Hak Dostlarından Hikmetler Şeyh Sâdî (r.a.) - 15

Şeyh Sâdî Hazretleri buyurur:

“Bir genç, annesinin sözünü dinlemedi. Dertli kadının yüreği yandı. Annesi, evlâdını yola getirip sözünü dinletmekten âciz kalınca, vaktiyle onu ninnilerle uyutup büyüttüğü beşiğini getirerek önüne koydu ve şöyle dedi:

«‒Ey eski hâlini unutan, vefâsız evlâdım! Sen, sabahlara kadar ağlayan âciz bir yavrucağız değil miydin? Geceleri senin için uyumazdım. Şu beşikte iken hiçbir şeye gücün yetmez, yüzüne konan sineği bile kovamazdın. Şimdi büyüdün, güçlü-kuvvetlisin. Fakat bir sineğe bile gücünün yetmediği o günleri unutma!”

[Cenâb-ı Hak âyet-i kerîmelerde buyuruyor:

“Rabbin, sadece kendisine kulluk etmenizi, ana-babanıza da iyi davranmanızı kesin bir şekilde emretti. Onlardan biri veya her ikisi senin yanında yaşlanırsa, kendilerine «Üf!» bile deme; onları azarlama; ikisine de güzel söz söyle.

Onlara merhamet ederek tevâzu ile kanat ger ve: «Rabbim! Küçüklüğümde onlar beni nasıl yetiştirmişlerse, şimdi de Sen onlara (öyle) merhamet eyle!» diyerek duâ et.” (el-İsrâ, 23-24)

Allâh’a îman ve ibadetten sonra gelen en mühim vazife, anne-babaya iyi davranarak onların gönüllerini hoş tutmaktır. Allâhʼa isyânı emretmedikleri müddetçe, onlara itaat edip hürmetkâr olmaktır.

Zira kul hakları içinde en mühim olanı, ana-baba hakkıdır. Öyle ki bu hak, ölçüye gelmeyecek derecede büyüktür. Bunun için, anne-babaya hürmet, muhabbet ve vefâ hususunda kusur etmemek, bilâkis onlara dâimâ nâzik davranıp hayır-duâlarını almak gerekir. Şâyet vefât etmişlerse, onlar adına hayırlarda bulunup duâ ve istiğfâr ederek kendilerine bir sadaka-i câriye olmaya gayret etmek, İslâm ahlâkının en tabiî bir gereğidir.

Bilhassa evlât yetiştirmekte en büyük çileyi anneler çeker. Ailede babaların yorgunluklarını, evlâtların usandırıcı hırçınlıklarını eritecek en büyük fazîlet cevheri, anne yüreğidir. Âile fertlerinin her türlü sıkıntıları, annelerin şefkatli nazarları ile zâil olur. Evlâtlara huzur ve saâdet nağmelerini aksettirecek, ana kalbinden daha ince, daha derin ve daha duygulu bir mekân var mıdır?..

Anne kalbinin sıcaklığına olan hasretini, Necip Fâzıl ne güzel dile getirir:

Ağlayın, su yükselsin;
Belki kurtulur gemi.
Anne, seccâden gelsin;
Bize duâ et, emi!..

§ **Aşağıdakileri tamamlayın**
a – Şeyh Sâdî metninde "Allâh’a îman ve" ifadesinden başlayıp "tabiî bir gereğidir." ifadesi de dâhil olmak üzere o kısmı aynen tekrarlayın.
b – Şeyh Sâdî metnine göre anne, sözünü dinlemeyen gencin önüne ne koydu?
c – Şeyh Sâdî metninin verdiği gerekçeye dayanarak, anne-babaya hürmet, muhabbet ve vefâ hususunda kusur etmemenin neden gerektiğini bir ila üç cümleyle açıklayın.

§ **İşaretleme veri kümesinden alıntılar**
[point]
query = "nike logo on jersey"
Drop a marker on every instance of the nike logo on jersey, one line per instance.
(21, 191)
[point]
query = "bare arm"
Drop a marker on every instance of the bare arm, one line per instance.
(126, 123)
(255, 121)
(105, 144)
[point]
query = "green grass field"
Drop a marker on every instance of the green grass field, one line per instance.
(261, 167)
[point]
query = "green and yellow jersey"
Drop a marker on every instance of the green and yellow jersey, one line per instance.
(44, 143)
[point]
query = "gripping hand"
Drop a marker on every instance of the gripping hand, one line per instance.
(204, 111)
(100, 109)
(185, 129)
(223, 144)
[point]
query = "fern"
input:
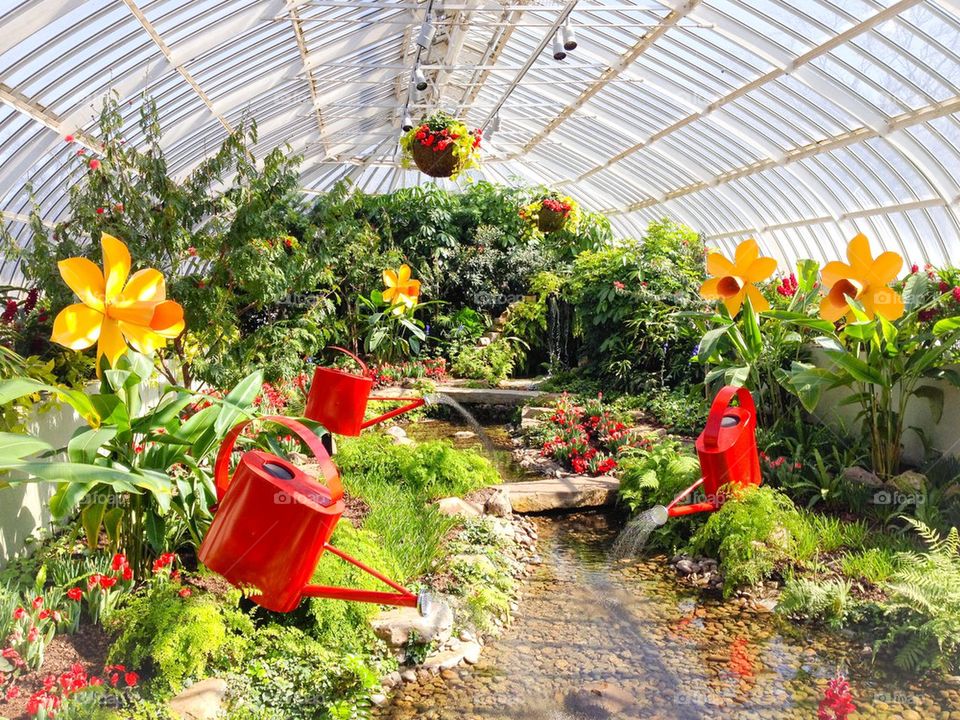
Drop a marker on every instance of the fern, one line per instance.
(924, 602)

§ **Cevap seti**
a –
Allâh’a îman ve ibadetten sonra gelen en mühim vazife, anne-babaya iyi davranarak onların gönüllerini hoş tutmaktır. Allâhʼa isyânı emretmedikleri müddetçe, onlara itaat edip hürmetkâr olmaktır.

Zira kul hakları içinde en mühim olanı, ana-baba hakkıdır. Öyle ki bu hak, ölçüye gelmeyecek derecede büyüktür. Bunun için, anne-babaya hürmet, muhabbet ve vefâ hususunda kusur etmemek, bilâkis onlara dâimâ nâzik davranıp hayır-duâlarını almak gerekir. Şâyet vefât etmişlerse, onlar adına hayırlarda bulunup duâ ve istiğfâr ederek kendilerine bir sadaka-i câriye olmaya gayret etmek, İslâm ahlâkının en tabiî bir gereğidir.

b – Onu vaktiyle ninnilerle uyutup büyüttüğü beşiğini koydu.

c – Kul hakları içinde en mühim olanı ana-baba hakkıdır ve bu hak ölçüye gelmeyecek derecede büyüktür. Bu yüzden anne-babaya hürmet, muhabbet ve vefâ hususunda kusur etmemek, onlara dâimâ nâzik davranıp hayır duâlarını almak gerekir.